From Line Geometry To Area Topology
by  © P. Wade, M. Visvalingam and G.H. Kirby
CISRG Discussion Paper Series No 1, University of Hull, 48 pp

 

For the sake of posterity, please cite from the published version:
Kirby, G H, Visvalingam, M and Wade, P (1989) "The recognition and Representation of Polygons with Holes" Computer J, 32 (6), 554 - 562.

CONTENTS

  1. Introduction

  2. Background

  3. Disassociative Area Model (DAM)
    3.1 Geometry
    3.2 Geography
    3.3 Comparison of DAM with predecessors

  4. Deriving the Topology
    4.1 Extracting the Boundaries
    4.2 Forming the Containment Hierarchy

  5. An application of DAM
    5.1 Background to the OS 1:625,000 Data
    5.2 Extraction of the Geometric Topology
    5.3 Identification of Area Objects
    5 .4 Summary of the Project

  6. Conclusion

REFERENCES
FIGURES
It is best to open the figures in another browser window, so that you can read the text while studying the figures

5. AN APPLICATION OF DAM

This section briefly describes how DAM was used in a project we undertook to derive hierarchic area objects from an Ordnance Survey (OS) database of feature coded vectors.

5.1 Background to the OS 1:625,000 Data

The 1:625,000 database was established by the Ordnance Survey for purposes of experimentation by themselves and others. The aim was to provide positive evidence towards the design of the 1:50,000 database (Haywood, 1984). The structure of the database was recognised as a crucial factor influencing not only the usefulness of a small scale database but also its feasibility. The structure has implications for the cost of initial data capture and subsequent maintenance of the database.

It should be emphasised that the data we received was transferred from a database that the OS did not regard as final in terms of design nor complete as far as the data content was concerned. A systematic search for errors and omissions had not been carried out; these were known to exist, but their extent was completely unknown.

The OS database design considered the cost effective capture of data from maps to be one of the most important influences. We undertook to evaluate whether the OS design for representing the hierarchy of administrative areas (districts, counties, and countries) was adequate in concept, structure, and content for other purposes. The OS database does not provide an explicit description of the boundaries of the areas, nor does it give the hierarchical and spatial relationships between them (for example which districts belong to a county, or which counties are adjacent to one another). Instead, it just holds the essential topographic details of area objects using 'links' and 'area seeds'.

Each link is a line (described by an ordered list of Cartesian coordinates) with an associated feature code which indicates the type of administrative boundary it represents. Only one link exists for each part of a boundary, and the feature code corresponds to the highest level of administrative area to which the boundary belongs. Since the administrative units form a hierarchy, it could be inferred that the boundaries of high level objects also form a boundary of objects below them in the hierarchy and that the coastline could form all other boundaries.

**Given data**.
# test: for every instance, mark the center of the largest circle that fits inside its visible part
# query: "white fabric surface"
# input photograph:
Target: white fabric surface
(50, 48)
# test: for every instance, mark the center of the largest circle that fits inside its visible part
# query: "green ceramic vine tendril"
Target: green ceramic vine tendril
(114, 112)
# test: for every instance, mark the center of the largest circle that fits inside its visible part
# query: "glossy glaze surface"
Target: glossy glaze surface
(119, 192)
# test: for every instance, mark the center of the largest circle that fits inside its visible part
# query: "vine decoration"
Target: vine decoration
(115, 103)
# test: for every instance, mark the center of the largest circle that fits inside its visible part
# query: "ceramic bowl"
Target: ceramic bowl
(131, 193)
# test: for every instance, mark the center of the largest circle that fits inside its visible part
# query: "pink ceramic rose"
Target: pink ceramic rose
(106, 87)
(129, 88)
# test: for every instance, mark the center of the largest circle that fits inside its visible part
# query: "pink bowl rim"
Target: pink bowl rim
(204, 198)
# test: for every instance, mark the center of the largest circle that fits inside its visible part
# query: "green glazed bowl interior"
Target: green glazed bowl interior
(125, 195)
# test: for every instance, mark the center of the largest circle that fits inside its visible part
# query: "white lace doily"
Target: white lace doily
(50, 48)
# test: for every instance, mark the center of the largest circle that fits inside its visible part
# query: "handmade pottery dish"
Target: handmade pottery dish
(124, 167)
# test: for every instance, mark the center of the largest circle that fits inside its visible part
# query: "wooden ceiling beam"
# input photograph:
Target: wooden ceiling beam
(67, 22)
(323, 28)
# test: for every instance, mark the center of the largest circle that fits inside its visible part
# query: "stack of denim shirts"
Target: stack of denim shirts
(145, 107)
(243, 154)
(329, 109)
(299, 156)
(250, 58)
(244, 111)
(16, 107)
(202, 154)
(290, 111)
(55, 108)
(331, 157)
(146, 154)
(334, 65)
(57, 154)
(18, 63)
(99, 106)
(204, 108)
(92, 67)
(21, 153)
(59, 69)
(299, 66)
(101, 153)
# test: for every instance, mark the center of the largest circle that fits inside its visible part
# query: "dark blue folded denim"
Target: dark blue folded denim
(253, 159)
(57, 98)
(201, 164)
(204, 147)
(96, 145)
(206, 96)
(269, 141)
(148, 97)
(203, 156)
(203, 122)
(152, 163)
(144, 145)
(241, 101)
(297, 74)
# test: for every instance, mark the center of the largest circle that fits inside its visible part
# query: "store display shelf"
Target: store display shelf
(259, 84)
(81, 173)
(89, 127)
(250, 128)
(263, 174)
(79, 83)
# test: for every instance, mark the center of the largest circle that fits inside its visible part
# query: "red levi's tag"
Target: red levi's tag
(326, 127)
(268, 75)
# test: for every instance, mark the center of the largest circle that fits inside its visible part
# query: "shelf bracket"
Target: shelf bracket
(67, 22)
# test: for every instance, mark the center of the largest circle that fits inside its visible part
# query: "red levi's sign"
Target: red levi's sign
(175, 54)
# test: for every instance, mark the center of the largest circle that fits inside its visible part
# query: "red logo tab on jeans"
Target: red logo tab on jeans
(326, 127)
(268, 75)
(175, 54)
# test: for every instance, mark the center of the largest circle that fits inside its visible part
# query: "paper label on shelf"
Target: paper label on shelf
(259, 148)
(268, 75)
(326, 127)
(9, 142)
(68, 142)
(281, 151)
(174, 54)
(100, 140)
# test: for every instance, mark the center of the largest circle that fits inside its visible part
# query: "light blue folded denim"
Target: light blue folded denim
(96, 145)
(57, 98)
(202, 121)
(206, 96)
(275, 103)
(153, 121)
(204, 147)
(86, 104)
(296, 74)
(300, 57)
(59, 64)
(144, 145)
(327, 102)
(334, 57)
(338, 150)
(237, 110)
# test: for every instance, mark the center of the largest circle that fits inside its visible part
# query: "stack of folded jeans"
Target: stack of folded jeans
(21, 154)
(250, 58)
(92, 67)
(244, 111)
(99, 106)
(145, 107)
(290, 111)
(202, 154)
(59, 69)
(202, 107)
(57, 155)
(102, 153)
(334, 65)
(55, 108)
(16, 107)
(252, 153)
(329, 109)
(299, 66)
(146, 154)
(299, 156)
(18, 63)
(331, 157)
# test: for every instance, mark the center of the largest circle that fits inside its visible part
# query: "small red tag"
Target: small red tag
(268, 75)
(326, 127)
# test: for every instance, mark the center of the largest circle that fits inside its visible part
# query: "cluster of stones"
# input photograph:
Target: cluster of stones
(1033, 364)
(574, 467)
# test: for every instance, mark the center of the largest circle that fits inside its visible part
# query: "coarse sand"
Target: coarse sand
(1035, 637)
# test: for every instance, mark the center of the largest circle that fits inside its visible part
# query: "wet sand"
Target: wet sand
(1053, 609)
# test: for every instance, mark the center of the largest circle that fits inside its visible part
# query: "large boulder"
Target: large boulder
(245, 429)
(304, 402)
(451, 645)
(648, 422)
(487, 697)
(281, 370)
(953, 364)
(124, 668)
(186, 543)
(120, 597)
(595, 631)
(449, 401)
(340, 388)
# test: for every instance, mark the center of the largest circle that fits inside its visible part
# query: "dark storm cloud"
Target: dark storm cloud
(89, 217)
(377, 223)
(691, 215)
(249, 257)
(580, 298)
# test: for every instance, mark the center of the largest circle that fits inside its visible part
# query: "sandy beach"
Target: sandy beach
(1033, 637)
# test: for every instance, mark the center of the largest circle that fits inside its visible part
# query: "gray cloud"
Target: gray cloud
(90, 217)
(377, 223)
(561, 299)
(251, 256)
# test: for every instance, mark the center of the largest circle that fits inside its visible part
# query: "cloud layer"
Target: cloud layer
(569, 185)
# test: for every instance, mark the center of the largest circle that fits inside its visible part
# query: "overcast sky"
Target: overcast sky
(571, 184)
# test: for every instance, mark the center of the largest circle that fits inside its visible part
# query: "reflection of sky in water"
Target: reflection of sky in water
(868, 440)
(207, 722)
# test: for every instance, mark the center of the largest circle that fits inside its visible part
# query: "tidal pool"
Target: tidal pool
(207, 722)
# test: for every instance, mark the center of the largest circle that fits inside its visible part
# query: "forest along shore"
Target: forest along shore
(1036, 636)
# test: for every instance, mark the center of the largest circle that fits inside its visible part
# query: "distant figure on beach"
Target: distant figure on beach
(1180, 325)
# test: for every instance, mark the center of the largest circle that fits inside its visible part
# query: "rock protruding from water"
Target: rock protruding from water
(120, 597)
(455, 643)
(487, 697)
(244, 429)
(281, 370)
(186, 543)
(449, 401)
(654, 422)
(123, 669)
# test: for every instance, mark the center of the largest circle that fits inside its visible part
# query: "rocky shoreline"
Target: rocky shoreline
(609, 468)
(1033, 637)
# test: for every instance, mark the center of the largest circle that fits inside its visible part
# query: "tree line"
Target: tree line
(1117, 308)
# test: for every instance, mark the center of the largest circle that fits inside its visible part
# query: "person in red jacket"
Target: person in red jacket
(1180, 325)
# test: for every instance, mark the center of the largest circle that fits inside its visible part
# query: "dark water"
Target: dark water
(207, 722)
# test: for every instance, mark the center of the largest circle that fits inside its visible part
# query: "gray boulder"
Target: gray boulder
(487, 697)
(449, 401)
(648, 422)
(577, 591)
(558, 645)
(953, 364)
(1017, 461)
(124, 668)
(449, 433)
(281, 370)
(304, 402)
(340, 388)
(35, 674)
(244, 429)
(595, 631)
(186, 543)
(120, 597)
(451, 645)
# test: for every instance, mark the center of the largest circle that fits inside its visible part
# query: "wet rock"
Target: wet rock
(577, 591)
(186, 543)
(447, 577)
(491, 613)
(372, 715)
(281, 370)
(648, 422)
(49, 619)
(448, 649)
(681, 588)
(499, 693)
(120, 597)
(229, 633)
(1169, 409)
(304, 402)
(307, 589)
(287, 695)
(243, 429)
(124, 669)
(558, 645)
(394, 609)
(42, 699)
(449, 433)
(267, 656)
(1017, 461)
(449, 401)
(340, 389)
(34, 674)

**What this exercise asks**.
• 1. According to the DAM section, what was the aim of the 1:625,000 database?
• 2. Do these statements agree with the DAM section? Answer yes or no for each, quoting the words that decide it.
(a) Before the data was transferred, a systematic search for errors and omissions had been carried out.
(b) Each part of a boundary has only one link.
(c) The OS database states which counties are next to one another.
Answer using only the text, not the entries.

**Exercise responses**.
• 1. To provide positive evidence towards the design of the 1:50,000 database.

• 2.
(a) No: "A systematic search for errors and omissions had not been carried out"
(b) Yes: "Only one link exists for each part of a boundary"
(c) No: "nor does it give the hierarchical and spatial relationships between them"